▶ **TEXTO DO DOCUMENTO**
Raramente usava o artifício da ameaça. Primeiro porque eu apanhava de todo mundo que peitasse na escola. Mesmo das meninas. Segundo, que se batesse em alguém na escola (o que eu já frisei e que, praticamente, seria um milagre) quando chegasse em casa levaria uma peia da mamãe (se apanhasse na escola também). Sendo assim, minhas ameaças eram mais por força de expressão ou medo do zero no boletim, outra coisa que me garantiria umas boas lapadas em casa.

Triste mesmo era quando a prova estava um “mamão com açúcar”. A gente completava tudo rapidinho e, ao comentar com os outros colegas lá fora, nenhum deles tinha acertado as questões da prova. Mas quando as professoras devolviam nossas avaliações corrigidas é que percebíamos quem é que não tinha acertado nada: a gente. Dói, nem.

▶ **SUAS TAREFAS**
• 1. No relato sobre a escola, o que quem narra levaria da mãe ao chegar em casa se batesse em alguém na escola?
• 2. Prossiga o relato sobre a escola a partir da última frase apresentada.

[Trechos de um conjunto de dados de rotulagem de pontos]
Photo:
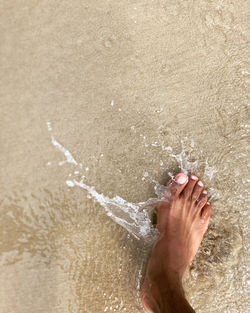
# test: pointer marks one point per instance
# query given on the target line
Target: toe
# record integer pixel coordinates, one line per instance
(197, 190)
(176, 185)
(188, 190)
(202, 200)
(206, 211)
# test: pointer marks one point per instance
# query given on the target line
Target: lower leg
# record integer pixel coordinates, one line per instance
(182, 219)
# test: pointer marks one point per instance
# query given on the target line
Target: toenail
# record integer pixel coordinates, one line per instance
(181, 178)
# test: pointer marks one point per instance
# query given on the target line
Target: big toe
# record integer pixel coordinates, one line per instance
(176, 185)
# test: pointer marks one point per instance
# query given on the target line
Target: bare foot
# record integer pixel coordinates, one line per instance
(182, 219)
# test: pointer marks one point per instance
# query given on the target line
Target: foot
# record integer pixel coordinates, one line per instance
(182, 220)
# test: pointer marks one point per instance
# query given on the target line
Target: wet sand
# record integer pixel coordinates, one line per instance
(134, 91)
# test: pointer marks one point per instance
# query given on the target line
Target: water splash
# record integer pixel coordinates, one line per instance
(134, 217)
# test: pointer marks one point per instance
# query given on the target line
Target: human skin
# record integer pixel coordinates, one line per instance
(182, 220)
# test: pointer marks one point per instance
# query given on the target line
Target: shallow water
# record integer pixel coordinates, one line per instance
(100, 105)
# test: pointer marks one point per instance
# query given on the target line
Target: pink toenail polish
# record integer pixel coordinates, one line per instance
(181, 179)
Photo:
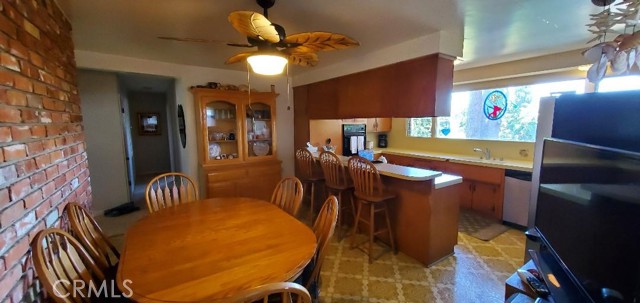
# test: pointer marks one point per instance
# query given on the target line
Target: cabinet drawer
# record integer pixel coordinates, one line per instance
(264, 170)
(477, 173)
(226, 175)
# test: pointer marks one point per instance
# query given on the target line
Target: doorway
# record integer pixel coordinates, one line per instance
(148, 110)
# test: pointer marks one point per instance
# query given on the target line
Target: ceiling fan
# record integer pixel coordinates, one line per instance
(270, 39)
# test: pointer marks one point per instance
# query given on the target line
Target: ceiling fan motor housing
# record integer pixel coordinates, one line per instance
(602, 2)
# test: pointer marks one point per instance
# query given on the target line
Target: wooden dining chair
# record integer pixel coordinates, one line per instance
(337, 182)
(323, 227)
(170, 189)
(369, 192)
(310, 174)
(90, 235)
(288, 292)
(58, 257)
(288, 195)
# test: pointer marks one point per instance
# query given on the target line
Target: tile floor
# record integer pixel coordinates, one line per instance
(475, 273)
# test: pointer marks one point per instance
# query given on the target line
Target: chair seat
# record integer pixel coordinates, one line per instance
(386, 195)
(340, 187)
(313, 179)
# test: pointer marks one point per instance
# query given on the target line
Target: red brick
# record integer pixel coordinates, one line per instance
(11, 115)
(4, 197)
(38, 131)
(16, 98)
(48, 144)
(8, 27)
(5, 134)
(9, 62)
(36, 59)
(38, 179)
(32, 199)
(39, 88)
(6, 78)
(43, 161)
(18, 251)
(34, 101)
(19, 189)
(48, 189)
(19, 133)
(49, 103)
(34, 148)
(43, 208)
(29, 116)
(7, 238)
(8, 174)
(11, 214)
(10, 279)
(26, 167)
(54, 130)
(14, 152)
(23, 83)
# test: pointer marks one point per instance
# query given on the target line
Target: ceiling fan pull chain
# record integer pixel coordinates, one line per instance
(288, 90)
(253, 122)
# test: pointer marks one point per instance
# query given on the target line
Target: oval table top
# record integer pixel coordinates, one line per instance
(212, 248)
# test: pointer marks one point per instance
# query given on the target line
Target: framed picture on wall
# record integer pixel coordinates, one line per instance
(148, 124)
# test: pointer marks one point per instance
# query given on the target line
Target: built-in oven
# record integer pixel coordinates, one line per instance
(353, 138)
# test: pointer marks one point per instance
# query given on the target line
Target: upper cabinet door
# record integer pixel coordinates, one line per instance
(322, 99)
(260, 129)
(220, 130)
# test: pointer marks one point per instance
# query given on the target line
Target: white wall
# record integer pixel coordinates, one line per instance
(449, 43)
(100, 103)
(151, 152)
(187, 76)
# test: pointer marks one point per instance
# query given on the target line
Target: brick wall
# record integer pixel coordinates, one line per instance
(42, 151)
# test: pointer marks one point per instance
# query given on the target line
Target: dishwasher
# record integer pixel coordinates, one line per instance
(517, 190)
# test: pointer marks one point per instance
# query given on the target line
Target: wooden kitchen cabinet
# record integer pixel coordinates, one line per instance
(419, 87)
(237, 142)
(482, 187)
(321, 99)
(379, 125)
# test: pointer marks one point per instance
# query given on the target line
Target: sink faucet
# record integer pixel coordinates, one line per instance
(486, 153)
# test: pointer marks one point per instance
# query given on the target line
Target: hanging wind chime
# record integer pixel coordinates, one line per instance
(623, 52)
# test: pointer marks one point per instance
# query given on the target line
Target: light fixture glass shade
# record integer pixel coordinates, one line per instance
(267, 64)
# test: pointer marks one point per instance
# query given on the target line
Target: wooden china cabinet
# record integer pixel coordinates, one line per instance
(237, 142)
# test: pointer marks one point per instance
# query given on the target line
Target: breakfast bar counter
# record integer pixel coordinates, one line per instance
(424, 213)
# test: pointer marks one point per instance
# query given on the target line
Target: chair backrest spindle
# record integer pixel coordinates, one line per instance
(170, 189)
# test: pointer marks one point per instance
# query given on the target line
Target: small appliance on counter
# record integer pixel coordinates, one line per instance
(353, 138)
(382, 140)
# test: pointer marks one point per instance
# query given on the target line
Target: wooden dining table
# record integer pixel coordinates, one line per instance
(211, 249)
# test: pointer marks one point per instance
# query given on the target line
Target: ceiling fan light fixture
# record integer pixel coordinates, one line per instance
(267, 64)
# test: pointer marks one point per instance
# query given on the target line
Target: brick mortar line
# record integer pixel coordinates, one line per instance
(5, 105)
(39, 219)
(27, 234)
(8, 163)
(24, 273)
(49, 180)
(71, 85)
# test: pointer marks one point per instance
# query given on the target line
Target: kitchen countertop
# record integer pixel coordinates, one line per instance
(440, 180)
(463, 159)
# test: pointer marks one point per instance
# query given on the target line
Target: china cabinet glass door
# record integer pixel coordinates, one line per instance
(222, 131)
(259, 127)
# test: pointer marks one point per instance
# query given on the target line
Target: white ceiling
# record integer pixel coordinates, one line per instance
(494, 30)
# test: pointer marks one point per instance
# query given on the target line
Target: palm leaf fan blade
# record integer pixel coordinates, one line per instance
(304, 59)
(322, 41)
(239, 57)
(254, 25)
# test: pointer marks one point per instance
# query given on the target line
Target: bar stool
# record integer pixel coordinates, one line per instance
(310, 174)
(369, 192)
(337, 181)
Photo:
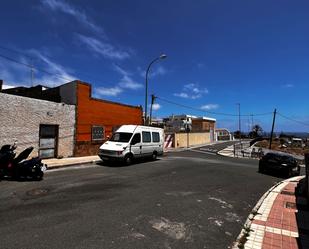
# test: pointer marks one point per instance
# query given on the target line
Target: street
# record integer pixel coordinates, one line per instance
(188, 199)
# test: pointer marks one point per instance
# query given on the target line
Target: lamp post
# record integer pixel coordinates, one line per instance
(161, 57)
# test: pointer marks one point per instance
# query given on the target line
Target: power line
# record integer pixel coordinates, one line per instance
(32, 67)
(211, 112)
(291, 119)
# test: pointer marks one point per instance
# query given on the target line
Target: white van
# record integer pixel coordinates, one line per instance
(133, 141)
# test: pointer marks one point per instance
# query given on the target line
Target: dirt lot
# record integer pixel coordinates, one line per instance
(276, 146)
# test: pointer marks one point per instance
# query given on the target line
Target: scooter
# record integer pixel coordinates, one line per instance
(18, 167)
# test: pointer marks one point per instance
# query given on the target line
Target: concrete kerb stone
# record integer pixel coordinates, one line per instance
(68, 164)
(246, 228)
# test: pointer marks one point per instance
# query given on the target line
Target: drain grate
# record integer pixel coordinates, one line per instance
(290, 205)
(285, 192)
(37, 192)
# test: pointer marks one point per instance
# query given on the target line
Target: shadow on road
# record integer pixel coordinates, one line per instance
(119, 164)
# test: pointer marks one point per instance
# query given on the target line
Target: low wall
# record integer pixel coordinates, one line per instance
(191, 139)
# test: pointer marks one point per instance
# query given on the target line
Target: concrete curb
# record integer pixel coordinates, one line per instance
(56, 166)
(246, 227)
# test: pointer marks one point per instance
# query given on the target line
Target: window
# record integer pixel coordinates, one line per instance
(97, 133)
(48, 141)
(136, 139)
(122, 137)
(155, 137)
(146, 137)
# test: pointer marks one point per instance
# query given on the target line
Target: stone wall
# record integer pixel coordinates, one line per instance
(20, 119)
(196, 138)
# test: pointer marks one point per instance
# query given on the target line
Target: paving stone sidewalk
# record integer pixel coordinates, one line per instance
(69, 161)
(279, 220)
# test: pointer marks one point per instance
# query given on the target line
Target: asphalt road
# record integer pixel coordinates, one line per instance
(188, 199)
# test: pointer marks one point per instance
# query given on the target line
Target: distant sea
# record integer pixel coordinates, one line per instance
(294, 134)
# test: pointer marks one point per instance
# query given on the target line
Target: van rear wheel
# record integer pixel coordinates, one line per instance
(154, 156)
(128, 159)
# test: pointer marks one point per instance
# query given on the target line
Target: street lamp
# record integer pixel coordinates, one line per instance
(161, 57)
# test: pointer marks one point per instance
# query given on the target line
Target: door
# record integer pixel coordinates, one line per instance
(48, 142)
(136, 145)
(147, 146)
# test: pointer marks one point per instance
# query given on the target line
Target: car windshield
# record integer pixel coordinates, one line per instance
(123, 137)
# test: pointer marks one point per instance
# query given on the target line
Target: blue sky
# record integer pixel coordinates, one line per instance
(220, 53)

▶ **RESPOSTAS ESCRITAS**
• 1. Uma peia da mamãe.

• 2.
Dizem que aluno que cola não sai da escola. Discordo. Isso é desculpinha para desestimular na gente essa atividade tão antiga quanto a arte de ensinar. Quem cola sai da escola, sim. Ainda mais com o sistema de avaliação atual.

Quem cola sai da escola. Mesmo que não sabendo nada e despreparado para competir intelectualmente com qualquer criança do ensino fundamental.

Hoje não colo mais. Só copio.

Da arte da cola na escola de ontem pra hoje, o que muda são apenas as ferramentas. As intenções continuam sendo as mesmas.

Para finalizar, neste artigo usei mil e duzentas palavras, segundo o word.